- _PAGE EXTRACT_
-- START --

Sets the environment in training or evaluation mode.

Parameters:: mode (bool) – Whether to set training (True) or evaluation mode (False). Optional: True by default.
Return type:: None

reset(*, seed=None, options=None)[source]¶

Reset the unified environment.

In practice, it resets the environment and initializes the generic pipeline internal buffers through the use of ‘controller_hook’.

Parameters:

seed (int | None) – Random seed, as a positive integer. Optional: None by default. If None, then the internal random generator of the environment will be kept as-is, without updating its seed.
options (Dict[str, Any] | None) – Additional information to specify how the environment is reset. The field ‘reset_hook’ is reserved for chaining multiple BasePipelineWrapper. It is not meant to be defined manually. Optional: None by default.

Return type:

Tuple[Mapping[str, StructNested[ValueT]] | Sequence[StructNested[ValueT]] | ndarray, Dict[str, Any]]

step(action)[source]¶

Run a simulation step for a given action.

Parameters:: action (Act) – Next action to perform. None to not update it.

-- END --

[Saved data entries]
-- START --

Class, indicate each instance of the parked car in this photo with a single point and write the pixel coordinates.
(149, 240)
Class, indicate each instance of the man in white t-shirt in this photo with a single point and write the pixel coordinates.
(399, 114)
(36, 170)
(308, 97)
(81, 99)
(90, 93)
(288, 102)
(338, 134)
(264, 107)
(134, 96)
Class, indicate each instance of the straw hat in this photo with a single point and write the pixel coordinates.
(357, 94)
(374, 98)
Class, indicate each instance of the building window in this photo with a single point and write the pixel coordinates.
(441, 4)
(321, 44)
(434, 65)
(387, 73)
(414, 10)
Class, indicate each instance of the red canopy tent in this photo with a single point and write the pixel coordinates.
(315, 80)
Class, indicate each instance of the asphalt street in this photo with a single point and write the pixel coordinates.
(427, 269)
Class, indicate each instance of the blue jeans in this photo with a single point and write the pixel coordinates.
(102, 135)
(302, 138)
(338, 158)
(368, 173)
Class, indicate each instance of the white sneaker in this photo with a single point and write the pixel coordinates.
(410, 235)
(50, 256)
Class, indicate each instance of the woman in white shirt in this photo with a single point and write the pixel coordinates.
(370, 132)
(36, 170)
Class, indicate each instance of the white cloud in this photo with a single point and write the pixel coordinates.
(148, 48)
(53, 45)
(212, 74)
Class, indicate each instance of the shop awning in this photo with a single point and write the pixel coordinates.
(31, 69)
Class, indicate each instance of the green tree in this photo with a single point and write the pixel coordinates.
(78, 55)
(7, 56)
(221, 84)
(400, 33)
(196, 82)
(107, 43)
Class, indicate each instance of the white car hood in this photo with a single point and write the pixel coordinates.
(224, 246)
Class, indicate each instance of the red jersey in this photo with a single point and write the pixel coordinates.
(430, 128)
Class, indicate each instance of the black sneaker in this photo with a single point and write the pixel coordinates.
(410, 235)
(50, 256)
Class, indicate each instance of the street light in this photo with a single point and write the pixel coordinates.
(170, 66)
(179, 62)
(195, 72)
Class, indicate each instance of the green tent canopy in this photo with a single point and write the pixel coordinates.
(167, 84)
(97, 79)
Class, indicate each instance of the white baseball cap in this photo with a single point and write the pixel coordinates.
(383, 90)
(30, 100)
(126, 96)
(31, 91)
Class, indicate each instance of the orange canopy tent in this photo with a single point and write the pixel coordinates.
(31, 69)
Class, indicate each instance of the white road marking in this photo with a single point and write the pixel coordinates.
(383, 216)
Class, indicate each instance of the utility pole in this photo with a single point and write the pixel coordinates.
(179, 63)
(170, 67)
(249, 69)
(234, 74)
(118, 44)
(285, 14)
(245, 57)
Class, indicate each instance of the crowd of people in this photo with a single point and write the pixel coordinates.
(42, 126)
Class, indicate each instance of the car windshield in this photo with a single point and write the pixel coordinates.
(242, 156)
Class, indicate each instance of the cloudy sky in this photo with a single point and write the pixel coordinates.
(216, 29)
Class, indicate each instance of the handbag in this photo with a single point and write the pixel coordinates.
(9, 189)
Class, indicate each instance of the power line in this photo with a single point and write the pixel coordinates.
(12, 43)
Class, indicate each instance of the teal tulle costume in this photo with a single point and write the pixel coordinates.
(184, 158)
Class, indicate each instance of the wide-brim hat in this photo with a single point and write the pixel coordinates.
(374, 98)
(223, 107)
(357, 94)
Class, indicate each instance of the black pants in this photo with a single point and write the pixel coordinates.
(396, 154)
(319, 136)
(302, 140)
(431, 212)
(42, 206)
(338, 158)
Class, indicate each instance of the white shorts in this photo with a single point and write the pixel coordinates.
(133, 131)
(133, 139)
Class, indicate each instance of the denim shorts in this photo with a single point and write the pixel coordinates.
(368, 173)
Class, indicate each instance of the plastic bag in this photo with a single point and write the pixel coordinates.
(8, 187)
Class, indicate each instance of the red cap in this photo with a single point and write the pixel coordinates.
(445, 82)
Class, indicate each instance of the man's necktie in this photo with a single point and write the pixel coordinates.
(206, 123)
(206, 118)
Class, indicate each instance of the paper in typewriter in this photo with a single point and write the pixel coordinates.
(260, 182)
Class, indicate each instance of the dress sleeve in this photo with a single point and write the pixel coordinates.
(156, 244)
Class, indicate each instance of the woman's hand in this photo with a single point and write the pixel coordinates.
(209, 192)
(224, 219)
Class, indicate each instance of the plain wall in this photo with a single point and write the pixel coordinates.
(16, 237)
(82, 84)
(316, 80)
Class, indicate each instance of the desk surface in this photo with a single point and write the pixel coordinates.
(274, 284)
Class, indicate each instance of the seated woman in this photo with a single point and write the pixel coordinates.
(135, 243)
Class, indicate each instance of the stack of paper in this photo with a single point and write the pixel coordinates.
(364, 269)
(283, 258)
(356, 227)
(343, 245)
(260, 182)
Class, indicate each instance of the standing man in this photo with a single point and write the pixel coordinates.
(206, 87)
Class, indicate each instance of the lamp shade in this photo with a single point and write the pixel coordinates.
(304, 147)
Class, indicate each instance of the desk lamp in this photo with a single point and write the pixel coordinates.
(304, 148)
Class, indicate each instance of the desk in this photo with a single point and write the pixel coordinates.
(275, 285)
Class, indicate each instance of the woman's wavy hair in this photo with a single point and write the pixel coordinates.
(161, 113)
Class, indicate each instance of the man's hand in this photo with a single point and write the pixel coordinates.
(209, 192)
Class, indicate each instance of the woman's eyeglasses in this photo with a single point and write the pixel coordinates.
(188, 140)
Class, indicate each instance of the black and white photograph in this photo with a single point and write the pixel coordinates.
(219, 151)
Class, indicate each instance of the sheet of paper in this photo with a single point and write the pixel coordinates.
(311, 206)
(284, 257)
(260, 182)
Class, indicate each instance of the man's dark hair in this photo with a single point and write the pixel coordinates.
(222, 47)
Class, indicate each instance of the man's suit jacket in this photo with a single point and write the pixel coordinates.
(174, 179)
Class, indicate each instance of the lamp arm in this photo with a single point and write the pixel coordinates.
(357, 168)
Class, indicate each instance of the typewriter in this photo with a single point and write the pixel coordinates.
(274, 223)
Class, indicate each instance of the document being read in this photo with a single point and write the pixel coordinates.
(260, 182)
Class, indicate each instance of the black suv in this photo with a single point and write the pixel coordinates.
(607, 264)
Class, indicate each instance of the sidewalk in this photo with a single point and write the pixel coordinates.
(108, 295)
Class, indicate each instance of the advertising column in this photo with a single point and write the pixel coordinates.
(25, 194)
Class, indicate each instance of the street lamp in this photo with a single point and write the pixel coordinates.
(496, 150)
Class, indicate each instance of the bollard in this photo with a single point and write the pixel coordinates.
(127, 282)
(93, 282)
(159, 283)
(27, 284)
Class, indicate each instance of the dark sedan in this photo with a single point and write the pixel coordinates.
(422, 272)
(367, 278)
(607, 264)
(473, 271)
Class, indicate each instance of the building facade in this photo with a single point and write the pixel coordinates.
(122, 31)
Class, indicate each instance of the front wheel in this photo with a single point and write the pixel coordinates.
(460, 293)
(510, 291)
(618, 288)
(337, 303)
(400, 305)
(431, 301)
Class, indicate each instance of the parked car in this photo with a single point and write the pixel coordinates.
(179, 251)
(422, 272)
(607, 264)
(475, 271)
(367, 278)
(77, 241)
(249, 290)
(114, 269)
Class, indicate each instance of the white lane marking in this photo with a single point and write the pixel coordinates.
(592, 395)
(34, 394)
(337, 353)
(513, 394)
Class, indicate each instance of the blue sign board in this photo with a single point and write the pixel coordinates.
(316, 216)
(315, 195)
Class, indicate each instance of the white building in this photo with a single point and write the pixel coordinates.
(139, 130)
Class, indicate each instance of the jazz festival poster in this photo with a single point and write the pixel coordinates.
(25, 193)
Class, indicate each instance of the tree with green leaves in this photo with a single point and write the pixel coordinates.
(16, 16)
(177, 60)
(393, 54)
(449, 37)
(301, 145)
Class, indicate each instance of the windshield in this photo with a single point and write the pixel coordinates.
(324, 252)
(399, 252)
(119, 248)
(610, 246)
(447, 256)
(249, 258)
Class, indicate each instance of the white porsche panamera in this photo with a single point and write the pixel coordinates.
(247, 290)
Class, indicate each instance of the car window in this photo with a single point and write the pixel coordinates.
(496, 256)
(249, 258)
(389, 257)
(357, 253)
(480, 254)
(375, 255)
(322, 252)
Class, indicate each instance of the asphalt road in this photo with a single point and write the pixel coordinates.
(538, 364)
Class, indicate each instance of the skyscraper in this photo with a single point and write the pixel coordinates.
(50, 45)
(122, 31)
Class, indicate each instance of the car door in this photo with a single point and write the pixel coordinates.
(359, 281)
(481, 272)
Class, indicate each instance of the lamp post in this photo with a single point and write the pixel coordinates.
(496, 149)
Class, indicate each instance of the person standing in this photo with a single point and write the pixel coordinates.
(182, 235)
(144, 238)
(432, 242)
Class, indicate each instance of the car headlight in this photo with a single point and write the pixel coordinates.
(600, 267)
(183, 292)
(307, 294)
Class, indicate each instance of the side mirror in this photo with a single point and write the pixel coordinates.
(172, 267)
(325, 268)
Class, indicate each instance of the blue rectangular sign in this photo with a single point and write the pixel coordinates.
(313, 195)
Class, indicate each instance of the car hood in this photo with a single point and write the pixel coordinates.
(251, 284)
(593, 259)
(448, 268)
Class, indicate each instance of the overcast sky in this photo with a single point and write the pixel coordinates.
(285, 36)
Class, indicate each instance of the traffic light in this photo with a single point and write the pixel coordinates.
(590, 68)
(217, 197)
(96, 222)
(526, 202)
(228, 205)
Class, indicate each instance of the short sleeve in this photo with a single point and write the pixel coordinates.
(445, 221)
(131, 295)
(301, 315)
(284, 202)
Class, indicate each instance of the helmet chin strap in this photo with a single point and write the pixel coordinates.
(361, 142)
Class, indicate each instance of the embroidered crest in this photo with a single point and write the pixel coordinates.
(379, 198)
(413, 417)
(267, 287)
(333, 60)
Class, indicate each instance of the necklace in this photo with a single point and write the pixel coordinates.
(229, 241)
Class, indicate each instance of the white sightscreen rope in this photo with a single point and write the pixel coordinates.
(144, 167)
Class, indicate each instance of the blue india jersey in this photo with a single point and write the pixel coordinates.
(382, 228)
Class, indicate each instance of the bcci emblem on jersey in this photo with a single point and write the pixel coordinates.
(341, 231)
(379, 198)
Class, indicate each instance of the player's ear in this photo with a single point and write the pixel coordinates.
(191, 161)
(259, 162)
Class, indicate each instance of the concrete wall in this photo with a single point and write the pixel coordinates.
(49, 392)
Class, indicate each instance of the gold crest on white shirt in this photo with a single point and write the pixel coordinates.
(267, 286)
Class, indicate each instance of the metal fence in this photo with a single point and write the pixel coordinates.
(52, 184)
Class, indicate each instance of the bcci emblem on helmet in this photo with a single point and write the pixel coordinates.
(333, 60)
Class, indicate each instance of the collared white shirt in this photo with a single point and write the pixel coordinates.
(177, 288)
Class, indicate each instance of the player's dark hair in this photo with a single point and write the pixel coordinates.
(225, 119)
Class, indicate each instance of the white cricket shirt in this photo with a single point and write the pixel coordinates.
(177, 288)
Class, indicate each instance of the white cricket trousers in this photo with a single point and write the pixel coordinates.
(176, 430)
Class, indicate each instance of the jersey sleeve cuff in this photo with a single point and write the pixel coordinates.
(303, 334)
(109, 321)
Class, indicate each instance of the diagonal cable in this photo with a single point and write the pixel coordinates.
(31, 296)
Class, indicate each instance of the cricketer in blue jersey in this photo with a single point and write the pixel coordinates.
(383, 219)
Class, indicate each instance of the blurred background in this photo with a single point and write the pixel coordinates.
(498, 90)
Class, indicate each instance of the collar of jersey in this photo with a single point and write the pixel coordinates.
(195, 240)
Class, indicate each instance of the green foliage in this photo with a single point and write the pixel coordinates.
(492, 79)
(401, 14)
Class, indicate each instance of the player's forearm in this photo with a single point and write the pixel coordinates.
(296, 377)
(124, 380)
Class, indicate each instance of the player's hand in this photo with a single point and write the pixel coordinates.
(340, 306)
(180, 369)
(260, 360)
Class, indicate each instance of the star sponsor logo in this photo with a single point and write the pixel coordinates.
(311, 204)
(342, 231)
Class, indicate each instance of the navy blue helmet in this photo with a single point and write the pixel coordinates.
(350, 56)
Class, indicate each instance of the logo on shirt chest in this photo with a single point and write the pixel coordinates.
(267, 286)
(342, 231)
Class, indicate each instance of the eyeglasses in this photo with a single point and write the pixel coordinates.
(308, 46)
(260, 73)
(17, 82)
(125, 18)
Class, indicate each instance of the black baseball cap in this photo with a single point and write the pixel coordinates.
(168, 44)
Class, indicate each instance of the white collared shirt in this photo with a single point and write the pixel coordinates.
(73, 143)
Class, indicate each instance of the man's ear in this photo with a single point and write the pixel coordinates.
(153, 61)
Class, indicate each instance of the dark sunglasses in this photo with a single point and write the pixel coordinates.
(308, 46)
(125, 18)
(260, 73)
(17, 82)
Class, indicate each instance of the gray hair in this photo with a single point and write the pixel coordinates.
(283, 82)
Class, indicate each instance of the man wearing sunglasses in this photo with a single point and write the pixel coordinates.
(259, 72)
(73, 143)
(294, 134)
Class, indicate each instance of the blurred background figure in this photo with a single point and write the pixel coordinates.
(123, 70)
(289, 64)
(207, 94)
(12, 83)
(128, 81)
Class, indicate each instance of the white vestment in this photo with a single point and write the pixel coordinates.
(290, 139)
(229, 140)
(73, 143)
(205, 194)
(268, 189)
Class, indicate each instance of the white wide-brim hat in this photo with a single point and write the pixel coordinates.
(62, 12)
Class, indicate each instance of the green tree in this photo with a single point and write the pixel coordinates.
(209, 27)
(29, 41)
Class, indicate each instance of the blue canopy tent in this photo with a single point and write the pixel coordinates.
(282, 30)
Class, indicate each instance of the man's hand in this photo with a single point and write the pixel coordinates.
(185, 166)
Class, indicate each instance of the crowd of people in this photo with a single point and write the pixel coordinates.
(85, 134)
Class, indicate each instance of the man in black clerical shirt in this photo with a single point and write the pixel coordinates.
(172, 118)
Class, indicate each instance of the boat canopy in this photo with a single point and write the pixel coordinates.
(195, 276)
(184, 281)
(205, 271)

-- END --

- _WHAT THE TASK REQUIRES_
Reproduce the environment API documentation above in full, word for word.

- _EXERCISE OUTPUT_
Sets the environment in training or evaluation mode.

Parameters:: mode (bool) – Whether to set training (True) or evaluation mode (False). Optional: True by default.
Return type:: None

reset(*, seed=None, options=None)[source]¶

Reset the unified environment.

In practice, it resets the environment and initializes the generic pipeline internal buffers through the use of ‘controller_hook’.

Parameters:

seed (int | None) – Random seed, as a positive integer. Optional: None by default. If None, then the internal random generator of the environment will be kept as-is, without updating its seed.
options (Dict[str, Any] | None) – Additional information to specify how the environment is reset. The field ‘reset_hook’ is reserved for chaining multiple BasePipelineWrapper. It is not meant to be defined manually. Optional: None by default.

Return type:

Tuple[Mapping[str, StructNested[ValueT]] | Sequence[StructNested[ValueT]] | ndarray, Dict[str, Any]]

step(action)[source]¶

Run a simulation step for a given action.

Parameters:: action (Act) – Next action to perform. None to not update it.